EXERCISE DETAILS »
Copy out every one of the entries below, line for line and without any change.

[Start of THE INPUT]

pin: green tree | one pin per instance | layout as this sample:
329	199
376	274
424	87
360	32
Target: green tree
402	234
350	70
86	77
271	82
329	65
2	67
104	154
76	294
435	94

[End of THE INPUT]

THE RESULT »
pin: green tree | one pin per instance | layout as this sample:
329	199
376	274
424	87
360	32
Target: green tree
402	234
350	70
86	77
271	82
329	65
2	67
104	154
76	294
435	94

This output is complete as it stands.